_TEXT PASSAGE_
-=-=-=-=-

Vuda Point is a headland on the west coast of Viti Levu island, in Ba Province of Fiji. It is located between the towns of Nadi and Lautoka.

Vuda Point features the village of Viseisei, with the Vuda Marina yacht harbor and several small resort complexes. Nadi International Airport serves the area.

==History==
By tradition, Vuda Point was the landing site of the canoes that brought the Melanesian ancestors of the Fijian people to the country.

Oral traditional folklore states that the chief Lutunasobasoba the progenitor of most indigenous Fijians, arrived at Vuda with his entourage, sailing from Lake Tanganyika in Tanzania East Africa and journeyed up the Tuleita to the Nakauvadra mountain ranges.

After the Second World War and the establishment of Lautoka city and wharf. The Vuda area was prime real estate due to its location near the city during the booming years of sugar production.

The first expatriate families to settle in the Vuda were the Kumars, Maharaj Sharmas, Mishras, Waddinghams, McElraths, and Goundars. They currently reside in the area except for the Mishras, along with other old families in the area, such as the Vakubuas, and the Babas.

During World War II, the US Navy built a Naval Base Fiji Fleet Recreation Center at the point.

In the 1970s an Italian husband and his Japanese wife settled at a southeastern ridge of Vuda Point. Their two sons became established engineers with international offices. In 2009 Sapphire Bay Fiji Ltd was established to develop the Sapphire Bay Fiji resort, and construction began in 2013 on several rental villas.

-=-=-=-=-

_GIVEN RECORDS_
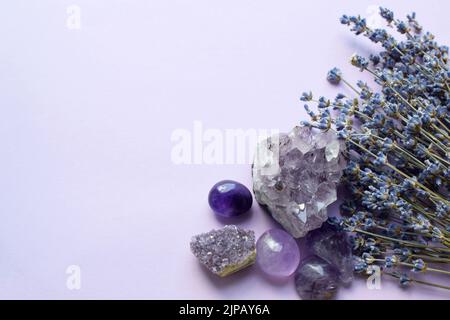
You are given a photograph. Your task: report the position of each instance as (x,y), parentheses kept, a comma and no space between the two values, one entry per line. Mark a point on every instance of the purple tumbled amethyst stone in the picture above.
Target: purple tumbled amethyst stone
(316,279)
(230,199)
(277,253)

-=-=-=-=-

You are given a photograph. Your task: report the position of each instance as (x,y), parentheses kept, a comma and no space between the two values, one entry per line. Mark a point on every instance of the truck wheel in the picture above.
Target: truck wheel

-=-=-=-=-

_ASSIGNED TASK A_
From the Vuda Point text, list the families named as the first expatriate families to settle in the Vuda.
_ASSIGNED TASK B_
According to the Vuda Point text, what did the US Navy build at the point during World War II?
_ASSIGNED TASK C_
Copy the Vuda Point text from "Vuda Point features" to "Nakauvadra mountain ranges.".

_WRITTEN REPLY A_
Kumars
Maharaj Sharmas
Mishras
Waddinghams
McElraths
Goundars

_WRITTEN REPLY B_
A Naval Base Fiji Fleet Recreation Center.

_WRITTEN REPLY C_
Vuda Point features the village of Viseisei, with the Vuda Marina yacht harbor and several small resort complexes. Nadi International Airport serves the area.

==History==
By tradition, Vuda Point was the landing site of the canoes that brought the Melanesian ancestors of the Fijian people to the country.

Oral traditional folklore states that the chief Lutunasobasoba the progenitor of most indigenous Fijians, arrived at Vuda with his entourage, sailing from Lake Tanganyika in Tanzania East Africa and journeyed up the Tuleita to the Nakauvadra mountain ranges.